Could you restate all of the entries, word for word?

Natural language region descriptions
______

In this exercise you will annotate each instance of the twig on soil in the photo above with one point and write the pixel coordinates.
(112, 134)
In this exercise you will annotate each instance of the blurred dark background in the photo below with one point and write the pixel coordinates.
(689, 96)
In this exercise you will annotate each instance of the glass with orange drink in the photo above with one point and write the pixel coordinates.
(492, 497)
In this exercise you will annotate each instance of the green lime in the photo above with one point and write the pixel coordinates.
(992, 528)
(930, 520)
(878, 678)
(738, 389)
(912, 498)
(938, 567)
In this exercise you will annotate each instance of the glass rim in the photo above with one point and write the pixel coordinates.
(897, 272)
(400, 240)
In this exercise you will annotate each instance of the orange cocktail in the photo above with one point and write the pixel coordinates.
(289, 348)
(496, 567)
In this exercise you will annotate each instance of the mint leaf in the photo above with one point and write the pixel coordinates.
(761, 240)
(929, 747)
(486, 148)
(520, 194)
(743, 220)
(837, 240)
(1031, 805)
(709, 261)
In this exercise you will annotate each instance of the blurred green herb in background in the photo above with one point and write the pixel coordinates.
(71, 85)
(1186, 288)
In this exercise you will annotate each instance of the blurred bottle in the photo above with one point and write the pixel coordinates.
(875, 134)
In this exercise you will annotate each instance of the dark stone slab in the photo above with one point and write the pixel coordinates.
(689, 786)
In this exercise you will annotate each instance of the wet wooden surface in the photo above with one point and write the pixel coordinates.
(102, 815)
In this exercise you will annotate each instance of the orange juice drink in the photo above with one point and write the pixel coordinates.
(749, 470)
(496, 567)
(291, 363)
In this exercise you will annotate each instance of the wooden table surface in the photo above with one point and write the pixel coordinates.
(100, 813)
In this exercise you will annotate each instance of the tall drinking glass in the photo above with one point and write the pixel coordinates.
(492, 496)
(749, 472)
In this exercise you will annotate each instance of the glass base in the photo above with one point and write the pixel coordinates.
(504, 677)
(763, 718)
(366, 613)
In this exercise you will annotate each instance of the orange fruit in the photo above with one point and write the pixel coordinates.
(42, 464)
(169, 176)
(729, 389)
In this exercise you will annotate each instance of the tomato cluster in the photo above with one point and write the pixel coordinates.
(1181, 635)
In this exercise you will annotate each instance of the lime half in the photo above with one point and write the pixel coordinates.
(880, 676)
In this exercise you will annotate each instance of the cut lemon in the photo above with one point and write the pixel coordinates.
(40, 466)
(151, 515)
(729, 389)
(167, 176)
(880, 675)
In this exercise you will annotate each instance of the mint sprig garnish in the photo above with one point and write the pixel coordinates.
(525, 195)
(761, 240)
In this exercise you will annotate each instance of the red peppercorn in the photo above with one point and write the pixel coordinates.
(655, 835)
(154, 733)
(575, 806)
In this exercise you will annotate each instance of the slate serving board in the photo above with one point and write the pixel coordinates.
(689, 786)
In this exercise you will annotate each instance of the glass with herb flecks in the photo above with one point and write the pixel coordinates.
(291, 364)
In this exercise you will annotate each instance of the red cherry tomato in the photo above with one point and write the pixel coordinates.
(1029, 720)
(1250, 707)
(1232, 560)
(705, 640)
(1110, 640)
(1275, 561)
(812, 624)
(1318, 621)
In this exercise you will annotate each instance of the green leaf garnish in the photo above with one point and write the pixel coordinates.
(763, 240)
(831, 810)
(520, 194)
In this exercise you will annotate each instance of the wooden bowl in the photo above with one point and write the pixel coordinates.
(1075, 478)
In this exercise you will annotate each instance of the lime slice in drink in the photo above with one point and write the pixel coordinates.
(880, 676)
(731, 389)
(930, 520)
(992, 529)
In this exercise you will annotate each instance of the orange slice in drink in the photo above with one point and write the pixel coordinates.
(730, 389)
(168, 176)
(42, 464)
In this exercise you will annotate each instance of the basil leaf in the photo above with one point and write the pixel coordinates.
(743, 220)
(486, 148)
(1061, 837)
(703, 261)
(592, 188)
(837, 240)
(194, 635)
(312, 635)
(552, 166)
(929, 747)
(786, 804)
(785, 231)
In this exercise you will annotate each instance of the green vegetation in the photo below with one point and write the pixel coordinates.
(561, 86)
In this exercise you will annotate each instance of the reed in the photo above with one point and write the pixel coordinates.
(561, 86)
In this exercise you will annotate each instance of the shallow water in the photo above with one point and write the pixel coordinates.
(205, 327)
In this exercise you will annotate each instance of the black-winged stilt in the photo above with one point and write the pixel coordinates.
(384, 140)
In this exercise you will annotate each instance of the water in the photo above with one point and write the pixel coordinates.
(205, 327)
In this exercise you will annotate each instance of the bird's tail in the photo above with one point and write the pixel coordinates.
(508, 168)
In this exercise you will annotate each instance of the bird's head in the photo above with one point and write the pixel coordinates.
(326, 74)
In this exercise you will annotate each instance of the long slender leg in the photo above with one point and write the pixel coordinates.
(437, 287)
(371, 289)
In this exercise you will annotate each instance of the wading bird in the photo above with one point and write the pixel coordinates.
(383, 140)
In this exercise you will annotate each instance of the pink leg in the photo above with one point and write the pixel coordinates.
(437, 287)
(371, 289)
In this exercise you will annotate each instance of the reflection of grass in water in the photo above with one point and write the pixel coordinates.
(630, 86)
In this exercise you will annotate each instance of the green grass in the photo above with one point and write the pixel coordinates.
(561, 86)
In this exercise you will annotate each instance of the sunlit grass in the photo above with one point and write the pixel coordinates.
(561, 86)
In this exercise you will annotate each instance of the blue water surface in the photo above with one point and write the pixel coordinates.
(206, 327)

______

Task result:
In this exercise you will annotate each instance of the twig on soil in the photo above with one point and write the pixel coordinates.
(112, 134)
In this exercise you will annotate each instance of the blurred dark background in the photo below with one point and write the pixel coordinates.
(689, 96)
In this exercise you will annotate each instance of the glass with orange drink in the photo above with one point and write the pixel coordinates.
(492, 497)
In this exercise you will annotate each instance of the green lime in the photo above with one point and write the pixel coordinates.
(992, 528)
(930, 520)
(878, 678)
(738, 389)
(912, 498)
(938, 567)
In this exercise you will annotate each instance of the glass rim in the photo above with one point and write the pixel coordinates.
(897, 272)
(400, 240)
In this exercise you will annotate each instance of the orange cocktail in the photo above with one point and write the pixel coordinates.
(289, 348)
(496, 567)
In this exercise you will annotate each instance of the mint leaf in the photo above with one point and write the pixel coordinates.
(761, 240)
(929, 747)
(486, 148)
(520, 194)
(743, 220)
(837, 240)
(1031, 805)
(709, 261)
In this exercise you will annotate each instance of the blurred green herb in background in the photo above with one point and write the pixel coordinates.
(71, 85)
(1186, 288)
In this exercise you will annotate each instance of the blurred bottle in the photo above with one point and write the pixel coordinates.
(875, 134)
In this exercise you will annotate each instance of the dark stone slab in the photo above with one point and write the pixel coordinates.
(689, 786)
In this exercise you will annotate each instance of the wet wooden surface in the photo above with one point and write the pixel coordinates.
(102, 815)
In this exercise you will annotate each instance of the orange juice drink in the photo above with one point and write the pixel coordinates.
(749, 470)
(496, 567)
(291, 363)
In this exercise you will annotate each instance of the wooden table surface in the photo above with one point and write the pixel coordinates.
(100, 813)
In this exercise you will annotate each instance of the tall drinking glass in the photo above with one point and write the pixel coordinates.
(492, 496)
(749, 472)
In this exercise you will annotate each instance of the glass base in the photo above with one point and write the pixel coordinates.
(504, 677)
(763, 718)
(366, 613)
In this exercise you will annotate each instance of the orange fruit in the photo above with one point and write the pixel coordinates.
(42, 464)
(169, 176)
(729, 389)
In this exercise you will annotate each instance of the tomato cluster in the photo above with one point and write the pixel coordinates.
(1181, 635)
In this exercise you will annotate each instance of the lime half in the photo above with one point and write the pixel coordinates.
(880, 676)
In this exercise you will annotate each instance of the cut lemon in the photo above with one point and write the pixel coordinates.
(40, 466)
(151, 515)
(729, 389)
(167, 176)
(880, 675)
In this exercise you will annotate each instance of the mint sprig garnish in the photo above with one point and write the pixel coordinates.
(525, 195)
(761, 240)
In this exercise you will annotate each instance of the red peppercorn in the photo above with one point and write the pixel coordinates.
(655, 835)
(154, 733)
(575, 806)
In this exercise you will annotate each instance of the slate serving board in the photo above with one point and write the pixel coordinates.
(689, 786)
In this exercise you will annotate each instance of the glass with herb flecks in the photo above with one point and write the pixel coordinates.
(291, 364)
In this exercise you will annotate each instance of the red cherry tomato in the photo above with one point and write the pixel coordinates.
(1029, 720)
(1250, 707)
(1232, 560)
(705, 640)
(1110, 640)
(1275, 561)
(812, 624)
(1318, 621)
In this exercise you will annotate each instance of the green leaf garnish in the photo above with one point and write the pixel coordinates.
(763, 240)
(831, 810)
(520, 194)
In this exercise you will annotate each instance of the wooden bowl in the photo above with one point and write the pixel coordinates.
(1075, 478)
In this exercise you will annotate each instance of the lime slice in drink in the photo above with one point and write the pixel coordinates.
(880, 676)
(731, 389)
(930, 520)
(992, 529)
In this exercise you will annotate each instance of the orange slice in drink in the photo above with one point and write the pixel coordinates.
(730, 389)
(168, 176)
(42, 464)
In this exercise you will annotate each instance of the basil leaf in the photo above with one point and write the pixel coordinates.
(743, 220)
(486, 148)
(1061, 837)
(703, 261)
(592, 188)
(837, 240)
(194, 635)
(312, 635)
(552, 166)
(929, 747)
(786, 804)
(785, 231)
In this exercise you will annotate each instance of the green vegetation in the photo below with one point and write the pixel coordinates.
(561, 86)
In this exercise you will annotate each instance of the reed in the photo above with one point and write the pixel coordinates.
(561, 86)
In this exercise you will annotate each instance of the shallow water in the photo above with one point and write the pixel coordinates.
(205, 327)
In this exercise you will annotate each instance of the black-winged stilt in the photo above with one point and write the pixel coordinates.
(384, 140)
In this exercise you will annotate each instance of the water in the photo above with one point and write the pixel coordinates.
(205, 327)
In this exercise you will annotate each instance of the bird's tail in the photo above with one point and write the pixel coordinates.
(508, 168)
In this exercise you will annotate each instance of the bird's head in the photo above with one point and write the pixel coordinates.
(326, 74)
In this exercise you will annotate each instance of the long slender leg in the photo above with one point and write the pixel coordinates.
(437, 287)
(371, 289)
In this exercise you will annotate each instance of the wading bird in the photo above with one point and write the pixel coordinates.
(383, 140)
In this exercise you will annotate each instance of the pink leg in the photo above with one point and write the pixel coordinates.
(437, 287)
(371, 289)
In this exercise you will annotate each instance of the reflection of grass in water in the photo above with one point and write the pixel coordinates.
(630, 86)
In this exercise you will annotate each instance of the green grass in the photo above with one point and write the pixel coordinates.
(561, 86)
In this exercise you will annotate each instance of the sunlit grass in the photo above with one point and write the pixel coordinates.
(561, 86)
In this exercise you will annotate each instance of the blue water surface in the photo above with one point and write the pixel coordinates.
(206, 327)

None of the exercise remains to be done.